Given text:
This article is part of the supplement: Proceedings of the 11th Annual Bioinformatics Open Source Conference (BOSC) 2010

Open Access Proceedings

WordSeeker: concurrent bioinformatics software for discovering genome-wide patterns and word-based genomic signatures

Jens Lichtenberg1*, Kyle Kurz1, Xiaoyu Liang1, Rami Al-ouran1, Lev Neiman1, Lee J Nau1, Joshua D Welch1, Edwin Jacox2, Thomas Bitterman3, Klaus Ecker1, Laura Elnitski4, Frank Drews1, Stephen Sauchi Lee5 and Lonnie R Welch167

Author affiliations

1 Bioinformatics Laboratory, School of EECS, Ohio University, Athens, Ohio 45701, USA

2 Developmental Biology Institute of Marseille, Luminy F-13009, Marseille, France

3 Cyberinfrastructure Group, Ohio Supercomputer Center, Columbus, Ohio 43212, USA

4 Genomic Functional Analysis Section, National Human Genome Research Institute, NIH, Rockville, Maryland 20892 USA

5 Department of Statistics, University of Idaho, Moscow, Idaho 83844, USA

6 Biomedical Engineering Program, Ohio University, Athens, Ohio 45701, USA

7 Molecular and Cellular Biology Program, Ohio University, Athens, Ohio 45701, USA

For all author emails, please log on.

Given information:

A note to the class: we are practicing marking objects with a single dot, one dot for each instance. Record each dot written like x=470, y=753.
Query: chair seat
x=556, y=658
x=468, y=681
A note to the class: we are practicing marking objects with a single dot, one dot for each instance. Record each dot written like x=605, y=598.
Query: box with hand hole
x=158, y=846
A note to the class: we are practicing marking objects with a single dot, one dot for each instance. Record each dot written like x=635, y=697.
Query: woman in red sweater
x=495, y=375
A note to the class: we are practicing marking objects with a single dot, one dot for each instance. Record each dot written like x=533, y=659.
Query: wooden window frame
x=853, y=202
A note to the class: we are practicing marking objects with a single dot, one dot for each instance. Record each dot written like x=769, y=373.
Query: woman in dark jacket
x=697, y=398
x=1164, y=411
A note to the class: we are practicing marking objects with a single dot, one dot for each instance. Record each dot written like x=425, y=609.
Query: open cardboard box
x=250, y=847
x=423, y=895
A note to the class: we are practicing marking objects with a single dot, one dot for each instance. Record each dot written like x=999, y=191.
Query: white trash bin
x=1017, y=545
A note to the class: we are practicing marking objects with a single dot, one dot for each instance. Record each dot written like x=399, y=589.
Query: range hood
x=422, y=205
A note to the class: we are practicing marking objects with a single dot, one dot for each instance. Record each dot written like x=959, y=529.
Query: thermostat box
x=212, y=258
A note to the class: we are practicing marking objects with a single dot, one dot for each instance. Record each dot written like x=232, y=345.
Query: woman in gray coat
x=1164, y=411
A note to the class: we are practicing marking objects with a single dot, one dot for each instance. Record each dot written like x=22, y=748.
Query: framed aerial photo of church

Activity 1: Quote the WordSeeker page word for word, from "3 Cyberinfrastructure Group, Ohio" to "please log on.".
Activity 2: Write what comes next on the WordSeeker page, starting after its final line.
The material is separate from the WordSeeker page.

Written response 1:
3 Cyberinfrastructure Group, Ohio Supercomputer Center, Columbus, Ohio 43212, USA

4 Genomic Functional Analysis Section, National Human Genome Research Institute, NIH, Rockville, Maryland 20892 USA

5 Department of Statistics, University of Idaho, Moscow, Idaho 83844, USA

6 Biomedical Engineering Program, Ohio University, Athens, Ohio 45701, USA

7 Molecular and Cellular Biology Program, Ohio University, Athens, Ohio 45701, USA

For all author emails, please log on.

Written response 2:
Citation and License

BMC Bioinformatics 2010, 11(Suppl 12):S6  doi:10.1186/1471-2105-11-S12-S6

Published: 21 December 2010



An important focus of genomic science is the discovery and characterization of all functional elements within genomes. In silico methods are used in genome studies to discover putative regulatory genomic elements (called words or motifs). Although a number of methods have been developed for motif discovery, most of them lack the scalability needed to analyze large genomic data sets.


This manuscript presents WordSeeker, an enumerative motif discovery toolkit that utilizes multi-core and distributed computational platforms to enable scalable analysis of genomic data. A controller task coordinates activities of worker nodes, each of which (1) enumerates a subset of the DNA word space and (2) scores words with a distributed Markov chain model.


A comprehensive suite of performance tests was conducted to demonstrate the performance, speedup and efficiency of WordSeeker. The scalability of the toolkit enabled the analysis of the entire genome of Arabidopsis thaliana; the results of the analysis were integrated into The Arabidopsis Gene Regulatory Information Server (AGRIS). A public version of WordSeeker was deployed on the Glenn cluster at the Ohio Supercomputer Center.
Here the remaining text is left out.